### Try it
Among the lines below, take the one holding "-- sample [219,291].", the one holding "-- sample [271,234].", and all lines between them. Set them down exactly.

[Natural language region descriptions]
§ §
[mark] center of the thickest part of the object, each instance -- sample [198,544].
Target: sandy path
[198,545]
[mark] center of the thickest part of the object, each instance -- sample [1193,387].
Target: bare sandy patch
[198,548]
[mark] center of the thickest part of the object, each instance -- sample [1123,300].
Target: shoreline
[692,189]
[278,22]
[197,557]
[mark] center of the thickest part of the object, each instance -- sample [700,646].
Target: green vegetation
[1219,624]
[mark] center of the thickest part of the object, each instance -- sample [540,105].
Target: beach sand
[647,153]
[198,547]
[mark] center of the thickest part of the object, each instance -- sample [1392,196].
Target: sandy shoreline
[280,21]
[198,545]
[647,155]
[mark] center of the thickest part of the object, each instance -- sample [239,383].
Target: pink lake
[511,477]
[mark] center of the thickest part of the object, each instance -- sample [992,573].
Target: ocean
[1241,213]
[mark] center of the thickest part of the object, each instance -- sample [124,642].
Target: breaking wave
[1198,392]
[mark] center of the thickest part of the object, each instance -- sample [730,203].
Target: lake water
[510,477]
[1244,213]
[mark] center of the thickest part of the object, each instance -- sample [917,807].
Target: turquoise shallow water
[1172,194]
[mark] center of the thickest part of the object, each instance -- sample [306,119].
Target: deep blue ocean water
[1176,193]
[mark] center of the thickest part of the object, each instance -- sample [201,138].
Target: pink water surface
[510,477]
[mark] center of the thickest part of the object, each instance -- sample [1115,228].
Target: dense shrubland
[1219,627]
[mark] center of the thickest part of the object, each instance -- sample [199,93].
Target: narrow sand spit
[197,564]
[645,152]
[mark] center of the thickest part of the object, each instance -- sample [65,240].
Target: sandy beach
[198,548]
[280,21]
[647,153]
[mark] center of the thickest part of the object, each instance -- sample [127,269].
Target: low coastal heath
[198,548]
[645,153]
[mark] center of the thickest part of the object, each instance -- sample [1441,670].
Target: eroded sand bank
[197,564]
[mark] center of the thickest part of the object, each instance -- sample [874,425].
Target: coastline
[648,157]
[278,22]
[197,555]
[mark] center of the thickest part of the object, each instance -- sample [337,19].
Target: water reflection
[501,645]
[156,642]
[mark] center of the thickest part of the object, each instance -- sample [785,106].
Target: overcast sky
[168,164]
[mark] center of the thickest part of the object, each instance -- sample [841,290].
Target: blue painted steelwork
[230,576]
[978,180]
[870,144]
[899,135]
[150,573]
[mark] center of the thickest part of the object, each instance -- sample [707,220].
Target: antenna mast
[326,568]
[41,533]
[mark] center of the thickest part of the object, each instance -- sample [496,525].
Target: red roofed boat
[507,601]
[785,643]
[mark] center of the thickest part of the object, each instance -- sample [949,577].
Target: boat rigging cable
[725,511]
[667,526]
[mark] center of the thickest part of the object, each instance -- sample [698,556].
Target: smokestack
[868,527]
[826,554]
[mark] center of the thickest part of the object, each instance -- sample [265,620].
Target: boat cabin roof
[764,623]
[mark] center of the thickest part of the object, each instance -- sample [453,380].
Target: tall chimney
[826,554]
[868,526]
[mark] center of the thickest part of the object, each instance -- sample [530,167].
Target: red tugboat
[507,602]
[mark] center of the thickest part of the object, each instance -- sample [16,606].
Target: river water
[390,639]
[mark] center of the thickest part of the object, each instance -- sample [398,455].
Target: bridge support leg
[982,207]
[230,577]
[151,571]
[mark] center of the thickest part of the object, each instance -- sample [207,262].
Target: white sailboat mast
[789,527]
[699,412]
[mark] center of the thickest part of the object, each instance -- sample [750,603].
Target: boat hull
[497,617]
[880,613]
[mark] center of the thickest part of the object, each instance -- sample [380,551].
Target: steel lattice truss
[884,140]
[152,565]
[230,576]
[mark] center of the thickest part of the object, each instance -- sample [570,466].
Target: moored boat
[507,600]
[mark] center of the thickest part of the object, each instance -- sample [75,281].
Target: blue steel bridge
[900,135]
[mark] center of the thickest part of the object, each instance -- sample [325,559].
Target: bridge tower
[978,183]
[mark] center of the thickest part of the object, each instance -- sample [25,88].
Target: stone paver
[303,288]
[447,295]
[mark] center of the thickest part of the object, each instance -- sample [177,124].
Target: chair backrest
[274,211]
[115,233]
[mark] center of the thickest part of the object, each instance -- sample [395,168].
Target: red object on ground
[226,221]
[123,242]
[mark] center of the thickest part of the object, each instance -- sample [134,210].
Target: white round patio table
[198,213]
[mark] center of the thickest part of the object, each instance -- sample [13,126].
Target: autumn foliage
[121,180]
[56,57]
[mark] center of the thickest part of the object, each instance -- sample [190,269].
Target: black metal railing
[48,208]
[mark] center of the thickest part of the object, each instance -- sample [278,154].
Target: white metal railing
§ §
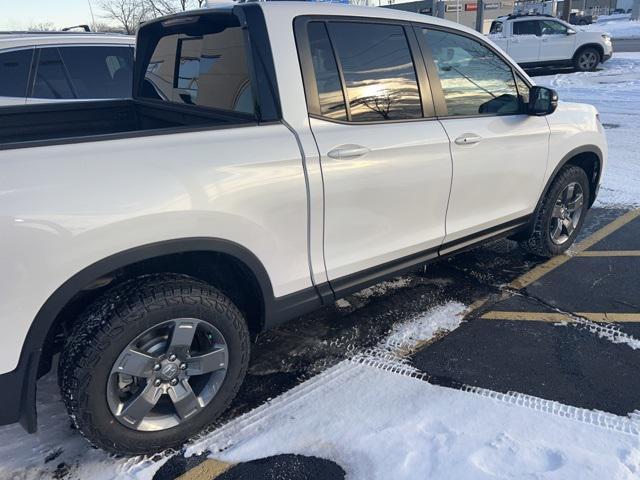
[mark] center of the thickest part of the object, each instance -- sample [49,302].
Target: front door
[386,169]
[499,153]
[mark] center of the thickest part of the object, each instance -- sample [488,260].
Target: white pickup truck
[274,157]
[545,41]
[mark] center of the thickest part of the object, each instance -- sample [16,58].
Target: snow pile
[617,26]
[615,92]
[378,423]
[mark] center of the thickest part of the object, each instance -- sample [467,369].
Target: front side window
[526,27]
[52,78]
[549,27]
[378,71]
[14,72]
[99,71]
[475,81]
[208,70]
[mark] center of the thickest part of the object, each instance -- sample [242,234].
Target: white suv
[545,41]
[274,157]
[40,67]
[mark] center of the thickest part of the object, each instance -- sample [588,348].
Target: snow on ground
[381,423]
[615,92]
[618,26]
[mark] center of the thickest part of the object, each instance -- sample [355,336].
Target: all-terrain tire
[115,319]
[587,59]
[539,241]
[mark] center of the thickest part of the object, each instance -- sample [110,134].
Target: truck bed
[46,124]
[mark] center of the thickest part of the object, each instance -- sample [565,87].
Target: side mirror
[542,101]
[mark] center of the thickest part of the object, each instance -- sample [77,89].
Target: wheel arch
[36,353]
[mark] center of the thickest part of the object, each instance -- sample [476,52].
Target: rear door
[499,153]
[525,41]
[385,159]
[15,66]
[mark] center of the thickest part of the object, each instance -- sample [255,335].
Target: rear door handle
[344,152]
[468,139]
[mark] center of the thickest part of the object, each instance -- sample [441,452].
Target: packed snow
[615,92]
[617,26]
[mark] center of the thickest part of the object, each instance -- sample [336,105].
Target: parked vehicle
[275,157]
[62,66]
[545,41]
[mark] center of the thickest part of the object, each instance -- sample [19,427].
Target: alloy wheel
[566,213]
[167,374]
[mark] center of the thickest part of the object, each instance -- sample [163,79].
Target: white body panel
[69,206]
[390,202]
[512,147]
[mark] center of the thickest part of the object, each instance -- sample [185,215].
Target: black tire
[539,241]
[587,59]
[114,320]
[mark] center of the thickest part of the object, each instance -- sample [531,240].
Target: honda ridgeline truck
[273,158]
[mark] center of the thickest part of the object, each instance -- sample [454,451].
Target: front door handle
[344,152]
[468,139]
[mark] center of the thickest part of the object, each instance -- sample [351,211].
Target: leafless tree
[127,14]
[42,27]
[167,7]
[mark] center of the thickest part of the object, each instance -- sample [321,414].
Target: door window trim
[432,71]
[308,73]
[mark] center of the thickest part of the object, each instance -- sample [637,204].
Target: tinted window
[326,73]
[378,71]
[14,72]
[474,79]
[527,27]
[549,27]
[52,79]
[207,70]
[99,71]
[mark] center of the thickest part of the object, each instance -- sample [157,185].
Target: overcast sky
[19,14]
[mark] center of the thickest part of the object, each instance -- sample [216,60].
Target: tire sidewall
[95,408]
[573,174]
§ §
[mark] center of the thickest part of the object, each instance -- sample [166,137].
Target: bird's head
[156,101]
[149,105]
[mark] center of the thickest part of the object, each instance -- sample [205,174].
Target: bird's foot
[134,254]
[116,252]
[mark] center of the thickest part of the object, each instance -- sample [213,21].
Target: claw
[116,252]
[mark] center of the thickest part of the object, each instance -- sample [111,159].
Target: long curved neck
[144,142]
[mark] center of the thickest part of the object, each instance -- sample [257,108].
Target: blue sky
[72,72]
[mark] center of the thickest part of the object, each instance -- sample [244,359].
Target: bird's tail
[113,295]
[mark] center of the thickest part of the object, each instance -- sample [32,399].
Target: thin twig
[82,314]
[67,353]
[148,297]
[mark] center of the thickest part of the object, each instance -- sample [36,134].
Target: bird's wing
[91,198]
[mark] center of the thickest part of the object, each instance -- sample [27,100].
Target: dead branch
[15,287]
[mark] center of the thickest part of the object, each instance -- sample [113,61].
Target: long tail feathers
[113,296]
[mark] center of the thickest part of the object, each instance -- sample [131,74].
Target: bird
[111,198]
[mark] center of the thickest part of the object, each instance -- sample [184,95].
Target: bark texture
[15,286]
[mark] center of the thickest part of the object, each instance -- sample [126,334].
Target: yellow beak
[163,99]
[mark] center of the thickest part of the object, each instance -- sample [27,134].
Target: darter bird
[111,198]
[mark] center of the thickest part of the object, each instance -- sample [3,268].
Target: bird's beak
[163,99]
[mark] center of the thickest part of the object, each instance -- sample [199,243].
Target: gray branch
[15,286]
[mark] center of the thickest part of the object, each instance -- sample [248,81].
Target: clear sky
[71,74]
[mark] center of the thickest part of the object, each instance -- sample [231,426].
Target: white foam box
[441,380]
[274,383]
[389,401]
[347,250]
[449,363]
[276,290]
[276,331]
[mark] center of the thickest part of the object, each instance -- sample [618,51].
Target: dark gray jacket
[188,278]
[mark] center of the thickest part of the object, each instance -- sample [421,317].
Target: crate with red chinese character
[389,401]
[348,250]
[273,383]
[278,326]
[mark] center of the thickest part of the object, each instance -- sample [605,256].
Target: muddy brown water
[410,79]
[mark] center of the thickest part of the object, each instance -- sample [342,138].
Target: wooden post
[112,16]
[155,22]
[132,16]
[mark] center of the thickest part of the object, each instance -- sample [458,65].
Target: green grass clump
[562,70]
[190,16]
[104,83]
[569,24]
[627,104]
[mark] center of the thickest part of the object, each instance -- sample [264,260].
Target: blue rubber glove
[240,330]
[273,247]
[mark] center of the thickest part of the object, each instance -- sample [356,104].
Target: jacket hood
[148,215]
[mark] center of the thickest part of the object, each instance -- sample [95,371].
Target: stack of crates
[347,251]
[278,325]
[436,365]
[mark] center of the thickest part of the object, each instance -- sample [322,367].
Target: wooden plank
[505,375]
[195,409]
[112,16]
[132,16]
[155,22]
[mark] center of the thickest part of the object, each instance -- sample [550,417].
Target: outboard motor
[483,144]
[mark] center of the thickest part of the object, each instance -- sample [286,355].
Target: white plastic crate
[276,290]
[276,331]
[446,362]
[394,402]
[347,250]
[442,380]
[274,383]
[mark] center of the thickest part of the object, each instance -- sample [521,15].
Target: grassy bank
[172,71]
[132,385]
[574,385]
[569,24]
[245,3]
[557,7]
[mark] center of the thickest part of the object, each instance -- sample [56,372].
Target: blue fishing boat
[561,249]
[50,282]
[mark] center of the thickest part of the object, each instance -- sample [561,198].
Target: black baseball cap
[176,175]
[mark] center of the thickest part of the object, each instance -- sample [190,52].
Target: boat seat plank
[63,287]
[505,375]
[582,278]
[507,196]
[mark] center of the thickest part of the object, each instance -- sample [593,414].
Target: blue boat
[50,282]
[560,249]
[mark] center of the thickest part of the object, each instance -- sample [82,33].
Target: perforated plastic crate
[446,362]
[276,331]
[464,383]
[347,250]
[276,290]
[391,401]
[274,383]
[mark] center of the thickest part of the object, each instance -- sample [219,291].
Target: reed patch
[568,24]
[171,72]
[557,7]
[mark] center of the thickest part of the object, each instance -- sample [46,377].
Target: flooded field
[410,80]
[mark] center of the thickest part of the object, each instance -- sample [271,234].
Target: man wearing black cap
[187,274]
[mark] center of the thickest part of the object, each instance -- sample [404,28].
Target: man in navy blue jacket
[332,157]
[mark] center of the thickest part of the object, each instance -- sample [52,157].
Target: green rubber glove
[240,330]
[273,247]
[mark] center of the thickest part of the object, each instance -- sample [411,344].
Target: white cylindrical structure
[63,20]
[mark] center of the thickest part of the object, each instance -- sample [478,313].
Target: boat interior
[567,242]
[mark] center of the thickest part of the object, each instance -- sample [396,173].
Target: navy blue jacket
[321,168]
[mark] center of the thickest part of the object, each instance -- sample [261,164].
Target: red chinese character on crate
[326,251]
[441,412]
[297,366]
§ §
### Result below
[mark] center of the thickest part of the object, each instance -- sample [219,291].
Target: reed patch
[568,24]
[171,72]
[557,7]
[mark] center of the thickest part of the object, each instance -- sample [46,377].
Target: flooded field
[410,80]
[mark] center of the thickest part of the object, each instance -- sample [271,234].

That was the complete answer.